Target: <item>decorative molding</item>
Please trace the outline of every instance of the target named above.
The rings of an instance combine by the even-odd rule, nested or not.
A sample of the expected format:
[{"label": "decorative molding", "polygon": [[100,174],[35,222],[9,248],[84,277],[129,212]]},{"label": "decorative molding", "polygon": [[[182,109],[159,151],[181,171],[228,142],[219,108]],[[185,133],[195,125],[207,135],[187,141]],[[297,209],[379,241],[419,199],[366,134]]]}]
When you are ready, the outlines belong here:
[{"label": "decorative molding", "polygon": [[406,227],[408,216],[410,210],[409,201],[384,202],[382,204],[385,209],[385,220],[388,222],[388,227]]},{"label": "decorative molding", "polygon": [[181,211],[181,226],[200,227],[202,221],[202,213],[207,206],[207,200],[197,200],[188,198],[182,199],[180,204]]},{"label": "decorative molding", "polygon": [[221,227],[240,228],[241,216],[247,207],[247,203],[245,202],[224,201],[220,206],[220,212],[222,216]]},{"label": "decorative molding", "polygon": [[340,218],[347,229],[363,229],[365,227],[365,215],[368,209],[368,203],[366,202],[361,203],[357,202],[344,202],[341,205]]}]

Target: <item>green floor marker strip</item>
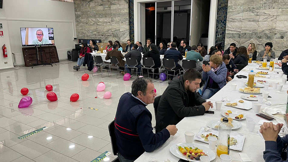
──────────────────────────────
• [Requirements]: Edit the items above by replacing "even-odd rule" with "nonzero rule" and leaving everything else unchanged. Omit the pictures from your answer.

• [Solution]:
Target: <item>decorative molding</item>
Please trace the outline of every instance of the target named above.
The rings of an instance combine by the nonzero rule, nested or not.
A sample of the expected format:
[{"label": "decorative molding", "polygon": [[100,174],[35,222],[9,248],[84,277],[129,212]]},{"label": "decorative molding", "polygon": [[[182,109],[159,151],[181,171],[228,142],[219,108]],[[185,133],[195,125],[207,135],[187,141]],[[297,209],[379,241],[419,199],[366,134]]]}]
When you are ready, the outlines belong here:
[{"label": "decorative molding", "polygon": [[406,227],[408,216],[410,210],[409,201],[384,202],[382,204],[385,209],[385,220],[388,222],[388,227]]},{"label": "decorative molding", "polygon": [[181,211],[181,226],[200,227],[202,221],[202,213],[207,206],[207,200],[197,200],[188,198],[182,199],[180,204]]},{"label": "decorative molding", "polygon": [[221,227],[240,228],[241,216],[247,207],[247,203],[245,202],[224,201],[220,206],[220,212],[222,216]]},{"label": "decorative molding", "polygon": [[340,218],[347,229],[363,229],[365,227],[365,215],[368,209],[368,203],[366,202],[361,203],[357,202],[344,202],[341,205]]}]

Target: <item>green floor marker strip</item>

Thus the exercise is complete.